TAREFAS PROPOSTAS:
1 – Identifique, no texto sobre o lançamento da obra História do Tempo em Portugal, todas as pessoas nomeadas que estiveram presentes na Fundação Medeiros e Almeida.
2 – Responda com base no texto sobre o lançamento da obra História do Tempo em Portugal:
(a) Em que dia da semana decorreu o lançamento?
(b) Em que zona histórica de Lisboa nasceu e cresceu quem fez o discurso?
(c) Qual é a primeira igreja nomeada no discurso?

TEXTO FORNECIDO:
+-------+

História do Tempo em Portugal - lançamento foi há 20 anos

A 26 de Novembro de 2003, uma quarta-feira, lançávamos, com Prefácio de Jorge Sampaio, Presidente da República, a obra História do Tempo em Portugal. Na Fundação Medeiros e Almeida estiveram presentes, entre outros, a Provedora da Casa Pia, Catalina Pestana, o Comandante de Marinha Estácio dos Reis (que apresentou a obra) e representantes da Casa Civil da Presidência e do Gabinete do Primeiro Ministro. Além de Goreti Santos, representante dos relógios Girard-Perregaux em  Portugal, de elementos da manufactura vindos da Suíça, que apoiou a obra; e da Directora da Casa Museu, Teresa Vilaça.

Na altura, entre outras coisas, dissemos:

Porquê o Tempo, a Relojoaria e a evolução das Mentalidades? Não sei muito bem como responder. Nascido e criado numa zona histórica de Lisboa, o Chiado, habituei-me desde miúdo a ouvir os sinos das igrejas das redondezas, que são muitas. Desde logo, a dos Mártires, uma das primeiras, se não a primeira, a ser construída depois da conquista da cidade aos Mouros por D. Afonso Henriques. Eram marcações de tempo canónicas, feitas por sacristãos, que se faziam ouvir ainda claramente no início da segunda metade do século XX, porque a Lisboa dos engarrafamentos de trânsito ainda não tinha chegado e o Chiado, embora já despovoado de habitantes, continuava a ser o sítio de compras mais exclusivo, fervilhando de vida durante o dia. Mas a infância também foi povoada por relógios mecânicos públicos, como o do Teatro de São Carlos ou o da Mundial Confiança.

+-------+

LINHAS DE DADOS:

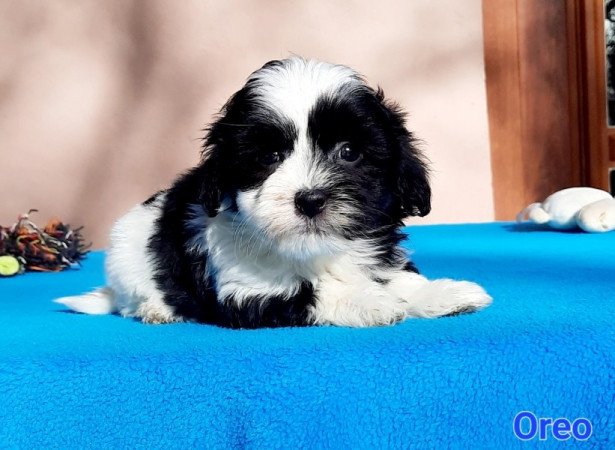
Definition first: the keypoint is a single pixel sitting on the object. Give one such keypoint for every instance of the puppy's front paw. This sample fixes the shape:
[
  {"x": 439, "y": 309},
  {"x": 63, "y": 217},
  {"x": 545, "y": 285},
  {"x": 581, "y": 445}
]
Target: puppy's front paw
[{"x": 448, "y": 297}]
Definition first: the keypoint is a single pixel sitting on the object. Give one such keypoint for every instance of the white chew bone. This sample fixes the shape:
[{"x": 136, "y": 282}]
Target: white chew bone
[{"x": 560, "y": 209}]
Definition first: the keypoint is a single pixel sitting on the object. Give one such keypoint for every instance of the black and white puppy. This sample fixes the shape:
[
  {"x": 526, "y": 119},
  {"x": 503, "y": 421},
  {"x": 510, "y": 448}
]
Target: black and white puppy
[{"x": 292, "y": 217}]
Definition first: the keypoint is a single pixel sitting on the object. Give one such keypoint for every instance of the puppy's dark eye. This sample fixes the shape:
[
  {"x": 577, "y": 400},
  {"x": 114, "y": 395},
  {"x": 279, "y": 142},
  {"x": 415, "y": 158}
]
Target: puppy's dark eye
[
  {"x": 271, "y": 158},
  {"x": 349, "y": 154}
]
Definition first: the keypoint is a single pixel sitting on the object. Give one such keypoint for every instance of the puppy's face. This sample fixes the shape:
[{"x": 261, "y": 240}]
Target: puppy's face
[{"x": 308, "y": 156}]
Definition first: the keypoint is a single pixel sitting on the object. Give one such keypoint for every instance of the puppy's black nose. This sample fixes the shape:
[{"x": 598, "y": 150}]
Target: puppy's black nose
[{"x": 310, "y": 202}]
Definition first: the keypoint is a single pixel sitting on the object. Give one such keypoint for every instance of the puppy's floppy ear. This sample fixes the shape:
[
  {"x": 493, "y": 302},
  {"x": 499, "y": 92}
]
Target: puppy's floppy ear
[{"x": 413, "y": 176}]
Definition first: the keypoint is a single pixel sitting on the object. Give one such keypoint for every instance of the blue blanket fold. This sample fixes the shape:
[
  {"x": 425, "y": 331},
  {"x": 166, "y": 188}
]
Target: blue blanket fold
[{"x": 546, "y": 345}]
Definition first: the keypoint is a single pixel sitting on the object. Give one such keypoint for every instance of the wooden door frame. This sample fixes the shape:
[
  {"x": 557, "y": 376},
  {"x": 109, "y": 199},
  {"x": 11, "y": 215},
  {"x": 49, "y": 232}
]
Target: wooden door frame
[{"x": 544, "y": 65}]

+-------+

LISTA DE SOLUÇÕES:
1 – Catalina Pestana, Estácio dos Reis, Goreti Santos, Teresa Vilaça

2 –
(a) Quarta-feira
(b) Chiado
(c) A igreja dos Mártires